WHAT YOU SHOULD DO:
Reproduce the passage on G8 summits and NGOs word for word, starting at "But NGOs are" and ending at "base their campaigns.".

DOCUMENT SEGMENT:
++++++++++

Change is needed on all sides.

The political leaders who strut their stuff (often for the benefit of national television audiences) at these events could use a little more humility. A G8 summit need not resemble the Field of the Cloth of Gold and little less conspicuous consumption in terms of huge limos and even larger entourages, not to mention lavish banqueting, would not go amiss. The idea of summit meetings is for leaders to get to know each other in informal situations, not come on like potentates.

In that respect, the Canadians, who host next year's G8 meeting, are right to limit national delegations to under 40. (Their decision to relocate it from Ottawa to a remote Rocky Mountain resort is less so. Of course no one wants their cities trashed but increased isolation is not one of the answers. And in any case don't the Canadians think demonstrators will make the effort to get to wherever the summit is held?)

The NGOs also need to rethink their positions. It is true that many distanced themselves from violent demonstrations. But they have mixed feelings. They are forced to acknowledge that violence puts the issues on the front pages of the world media however much they deprecate it.

'Respectable' NGOs are increasingly working with governments and individual companies to achieve their aims. Companies have little choice, given the clout of NGOs, but to go along with them, whether it means taking 'conflict diamonds' or timber from rainforests off the shelves or paying decent wages.

But NGOs are also big business in their own right. Johns Hopkins University estimated in 1998 that they employed 19 million people worldwide and had an income of over $1,000bn. They are also unelected, unaccountable and sometimes cavalier with the facts on which they base their campaigns.

++++++++++

DATA LISTING:
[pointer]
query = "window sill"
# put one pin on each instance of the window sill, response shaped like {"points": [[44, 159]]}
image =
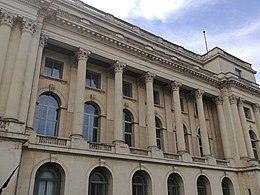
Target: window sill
{"points": [[95, 89], [54, 79], [129, 98]]}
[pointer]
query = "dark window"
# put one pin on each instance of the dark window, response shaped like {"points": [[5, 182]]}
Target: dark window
{"points": [[46, 118], [93, 80], [253, 143], [91, 122], [53, 68], [98, 183], [127, 89], [247, 113], [200, 143], [186, 138], [139, 184], [158, 126], [47, 181], [238, 72], [156, 97], [201, 186], [225, 187], [128, 127], [173, 185]]}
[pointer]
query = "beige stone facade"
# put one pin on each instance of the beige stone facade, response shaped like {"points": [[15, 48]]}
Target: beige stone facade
{"points": [[84, 95]]}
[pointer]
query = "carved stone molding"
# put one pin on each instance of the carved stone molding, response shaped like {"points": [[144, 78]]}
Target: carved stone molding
{"points": [[233, 99], [219, 100], [256, 107], [83, 54], [7, 18], [28, 26], [148, 77], [199, 93], [175, 85], [119, 66]]}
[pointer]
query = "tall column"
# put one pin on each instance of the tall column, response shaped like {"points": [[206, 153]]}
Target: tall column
{"points": [[245, 129], [237, 125], [118, 113], [151, 130], [223, 129], [256, 109], [33, 100], [78, 115], [29, 74], [202, 123], [175, 87], [16, 87], [6, 24]]}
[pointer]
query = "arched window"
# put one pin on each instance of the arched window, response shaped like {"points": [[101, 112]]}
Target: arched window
{"points": [[158, 126], [200, 143], [128, 128], [46, 118], [173, 185], [139, 184], [186, 138], [47, 180], [203, 186], [98, 183], [91, 122], [253, 139]]}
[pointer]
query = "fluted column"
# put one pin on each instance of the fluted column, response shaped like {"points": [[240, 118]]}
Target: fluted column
{"points": [[29, 74], [223, 128], [78, 114], [16, 87], [238, 128], [33, 100], [6, 24], [203, 128], [175, 87], [256, 109], [151, 130], [245, 129], [118, 113]]}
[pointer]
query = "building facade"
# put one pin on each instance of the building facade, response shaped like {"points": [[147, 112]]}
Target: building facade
{"points": [[92, 105]]}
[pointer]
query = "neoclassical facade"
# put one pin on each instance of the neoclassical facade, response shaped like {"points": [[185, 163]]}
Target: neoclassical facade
{"points": [[93, 105]]}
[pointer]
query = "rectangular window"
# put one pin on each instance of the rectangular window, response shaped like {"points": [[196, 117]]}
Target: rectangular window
{"points": [[156, 97], [247, 113], [53, 68], [127, 89], [238, 72], [93, 80]]}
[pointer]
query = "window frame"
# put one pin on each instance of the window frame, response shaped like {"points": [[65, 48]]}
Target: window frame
{"points": [[91, 83], [53, 63], [92, 131]]}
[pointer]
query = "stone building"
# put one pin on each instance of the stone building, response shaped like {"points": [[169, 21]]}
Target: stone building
{"points": [[92, 105]]}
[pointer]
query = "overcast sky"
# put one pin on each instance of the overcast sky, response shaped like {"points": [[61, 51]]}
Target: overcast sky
{"points": [[233, 25]]}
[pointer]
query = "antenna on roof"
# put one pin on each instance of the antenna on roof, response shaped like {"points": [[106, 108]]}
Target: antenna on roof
{"points": [[206, 44]]}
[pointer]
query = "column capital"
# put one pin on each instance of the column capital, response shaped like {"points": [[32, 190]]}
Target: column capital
{"points": [[83, 54], [28, 26], [43, 40], [7, 18], [233, 99], [175, 86], [219, 100], [256, 107], [199, 93], [119, 66], [148, 77]]}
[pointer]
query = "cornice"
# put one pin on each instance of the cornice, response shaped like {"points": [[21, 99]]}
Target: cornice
{"points": [[113, 39]]}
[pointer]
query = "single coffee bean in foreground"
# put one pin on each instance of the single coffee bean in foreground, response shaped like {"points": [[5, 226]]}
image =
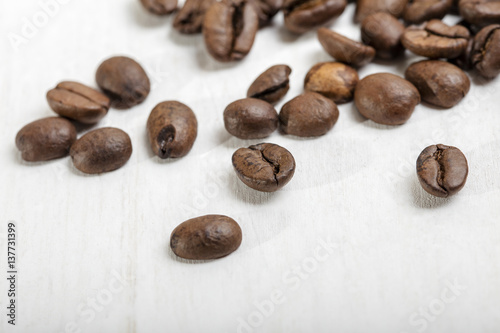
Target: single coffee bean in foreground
{"points": [[229, 29], [250, 118], [271, 85], [124, 81], [172, 129], [265, 167], [333, 80], [46, 139], [442, 170], [386, 98], [308, 115], [78, 102], [206, 237], [344, 49], [438, 82], [102, 150]]}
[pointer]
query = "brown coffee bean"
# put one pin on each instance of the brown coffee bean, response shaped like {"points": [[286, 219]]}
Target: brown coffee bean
{"points": [[436, 40], [265, 167], [333, 80], [102, 150], [229, 29], [383, 32], [308, 115], [271, 85], [124, 81], [76, 101], [485, 54], [172, 129], [442, 170], [250, 118], [386, 98], [206, 237], [46, 139], [344, 49], [304, 15], [438, 82]]}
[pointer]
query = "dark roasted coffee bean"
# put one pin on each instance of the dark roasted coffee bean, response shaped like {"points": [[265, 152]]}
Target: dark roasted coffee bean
{"points": [[206, 237], [102, 150], [76, 101], [442, 170], [265, 167], [438, 82], [46, 139], [308, 115], [124, 81], [229, 29], [386, 98], [172, 129], [250, 118], [271, 85], [333, 80], [189, 20], [436, 40], [485, 54], [305, 15], [383, 32], [344, 49]]}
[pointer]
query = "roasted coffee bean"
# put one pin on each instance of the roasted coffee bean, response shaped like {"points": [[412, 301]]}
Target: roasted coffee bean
{"points": [[265, 167], [333, 80], [189, 20], [442, 170], [124, 81], [305, 15], [485, 54], [172, 129], [46, 139], [229, 29], [436, 40], [102, 150], [308, 115], [383, 32], [206, 237], [76, 101], [438, 82], [344, 49], [386, 98], [250, 118], [271, 85]]}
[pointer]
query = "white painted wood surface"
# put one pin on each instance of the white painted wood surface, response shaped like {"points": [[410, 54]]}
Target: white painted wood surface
{"points": [[93, 250]]}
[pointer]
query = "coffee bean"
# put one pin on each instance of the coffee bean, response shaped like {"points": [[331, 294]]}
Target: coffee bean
{"points": [[308, 115], [344, 49], [76, 101], [206, 237], [189, 20], [265, 167], [271, 85], [46, 139], [124, 81], [485, 54], [333, 80], [229, 29], [442, 170], [250, 118], [383, 32], [304, 15], [436, 40], [172, 129], [438, 82], [386, 98], [102, 150]]}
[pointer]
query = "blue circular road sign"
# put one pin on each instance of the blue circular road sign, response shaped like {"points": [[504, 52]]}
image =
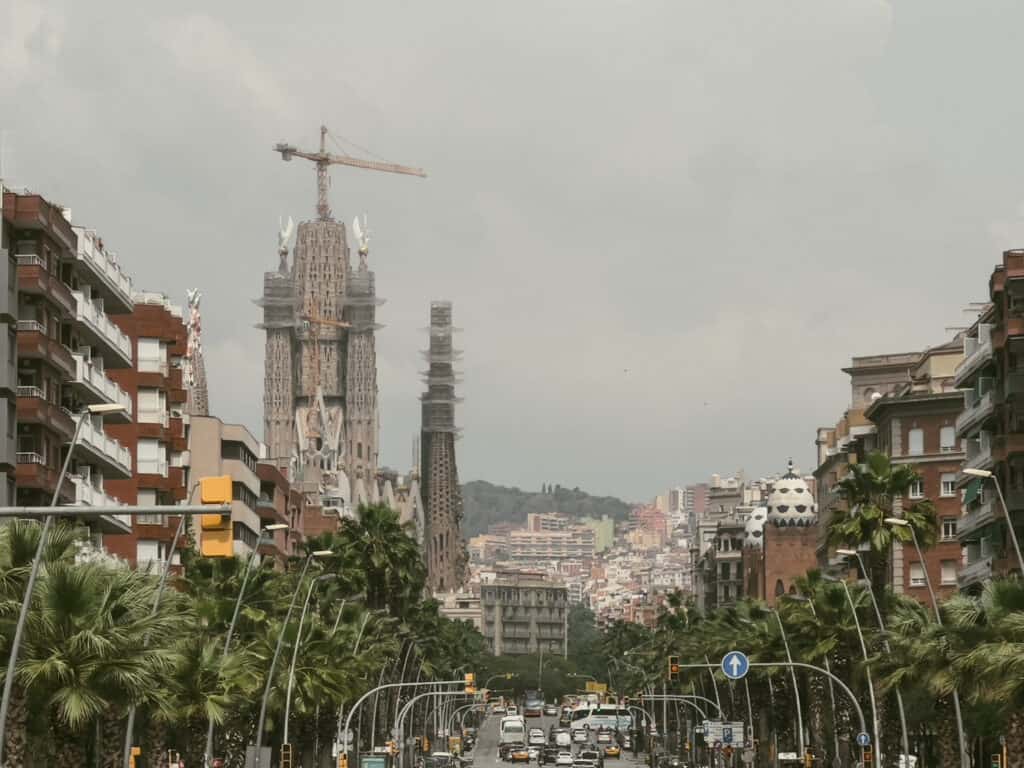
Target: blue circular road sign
{"points": [[735, 664]]}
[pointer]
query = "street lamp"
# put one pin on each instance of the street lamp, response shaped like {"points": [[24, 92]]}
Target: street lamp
{"points": [[276, 650], [867, 668], [208, 754], [98, 409], [901, 523], [295, 648], [832, 685], [983, 473], [885, 643]]}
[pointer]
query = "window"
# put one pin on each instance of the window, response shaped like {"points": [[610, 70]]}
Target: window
{"points": [[947, 439], [948, 484], [147, 498], [949, 571], [152, 355], [915, 441], [916, 574]]}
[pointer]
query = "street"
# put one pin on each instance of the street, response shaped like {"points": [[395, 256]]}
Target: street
{"points": [[485, 752]]}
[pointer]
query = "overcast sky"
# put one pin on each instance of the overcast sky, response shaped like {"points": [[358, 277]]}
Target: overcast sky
{"points": [[665, 225]]}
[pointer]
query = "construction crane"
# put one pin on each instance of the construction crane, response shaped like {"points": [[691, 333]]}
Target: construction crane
{"points": [[313, 323], [324, 160]]}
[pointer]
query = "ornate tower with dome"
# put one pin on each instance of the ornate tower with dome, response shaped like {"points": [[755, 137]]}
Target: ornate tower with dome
{"points": [[780, 541]]}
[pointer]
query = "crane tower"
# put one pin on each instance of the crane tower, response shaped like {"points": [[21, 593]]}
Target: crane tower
{"points": [[320, 398]]}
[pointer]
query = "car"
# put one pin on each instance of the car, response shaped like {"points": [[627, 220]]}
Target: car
{"points": [[518, 754]]}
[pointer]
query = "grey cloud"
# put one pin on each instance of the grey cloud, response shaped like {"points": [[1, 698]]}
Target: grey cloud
{"points": [[729, 199]]}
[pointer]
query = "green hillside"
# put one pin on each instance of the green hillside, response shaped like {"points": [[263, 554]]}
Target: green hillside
{"points": [[484, 504]]}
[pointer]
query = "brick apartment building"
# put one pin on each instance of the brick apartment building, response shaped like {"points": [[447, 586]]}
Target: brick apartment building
{"points": [[69, 288], [992, 426], [905, 406], [158, 438]]}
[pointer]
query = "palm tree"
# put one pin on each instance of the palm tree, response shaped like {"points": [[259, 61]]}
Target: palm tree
{"points": [[869, 491], [18, 541]]}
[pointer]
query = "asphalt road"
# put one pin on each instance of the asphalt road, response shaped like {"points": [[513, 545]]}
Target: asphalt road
{"points": [[485, 752]]}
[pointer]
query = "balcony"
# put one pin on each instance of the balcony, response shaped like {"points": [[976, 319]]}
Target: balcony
{"points": [[34, 409], [969, 526], [978, 407], [102, 450], [94, 387], [33, 343], [34, 279], [977, 352], [152, 467], [100, 333], [975, 572], [979, 452], [110, 281]]}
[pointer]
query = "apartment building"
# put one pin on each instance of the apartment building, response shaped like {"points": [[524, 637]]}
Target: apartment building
{"points": [[217, 449], [8, 361], [69, 288], [918, 425], [158, 437], [992, 427], [524, 613], [577, 542]]}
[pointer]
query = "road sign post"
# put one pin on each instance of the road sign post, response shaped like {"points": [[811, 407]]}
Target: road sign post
{"points": [[735, 665]]}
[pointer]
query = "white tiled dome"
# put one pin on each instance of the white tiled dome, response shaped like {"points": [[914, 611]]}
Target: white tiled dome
{"points": [[756, 527], [791, 502]]}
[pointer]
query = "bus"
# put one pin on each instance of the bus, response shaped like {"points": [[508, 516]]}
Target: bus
{"points": [[532, 706], [602, 716], [512, 730]]}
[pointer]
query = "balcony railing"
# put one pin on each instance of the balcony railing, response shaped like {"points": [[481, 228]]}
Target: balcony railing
{"points": [[98, 440], [89, 314], [975, 572], [154, 417], [30, 391], [977, 408], [103, 265], [977, 351], [970, 525], [153, 467], [32, 327], [88, 375]]}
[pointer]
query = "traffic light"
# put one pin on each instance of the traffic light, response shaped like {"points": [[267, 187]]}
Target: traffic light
{"points": [[215, 529], [673, 668]]}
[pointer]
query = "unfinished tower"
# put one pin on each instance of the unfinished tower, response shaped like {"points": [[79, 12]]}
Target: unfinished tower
{"points": [[444, 548]]}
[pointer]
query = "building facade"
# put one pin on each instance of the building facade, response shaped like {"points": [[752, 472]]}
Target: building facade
{"points": [[157, 439], [992, 427], [524, 613], [217, 449]]}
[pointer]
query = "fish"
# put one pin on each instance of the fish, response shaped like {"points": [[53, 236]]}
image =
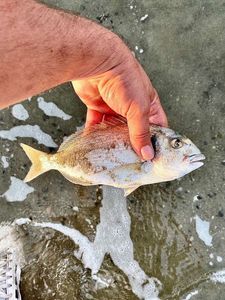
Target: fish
{"points": [[103, 154]]}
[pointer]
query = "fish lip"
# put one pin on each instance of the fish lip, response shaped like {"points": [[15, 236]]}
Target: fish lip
{"points": [[196, 158]]}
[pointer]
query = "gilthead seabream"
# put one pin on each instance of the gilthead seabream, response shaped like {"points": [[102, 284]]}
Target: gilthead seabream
{"points": [[103, 154]]}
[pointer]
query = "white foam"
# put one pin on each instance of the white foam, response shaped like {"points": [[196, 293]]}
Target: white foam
{"points": [[10, 239], [51, 109], [32, 131], [190, 295], [218, 276], [202, 229], [18, 190], [5, 162], [113, 238], [19, 112], [22, 221]]}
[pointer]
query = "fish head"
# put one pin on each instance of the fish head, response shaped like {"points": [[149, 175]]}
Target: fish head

++++++++++

WRITTEN SOLUTION:
But NGOs are also big business in their own right. Johns Hopkins University estimated in 1998 that they employed 19 million people worldwide and had an income of over $1,000bn. They are also unelected, unaccountable and sometimes cavalier with the facts on which they base their campaigns.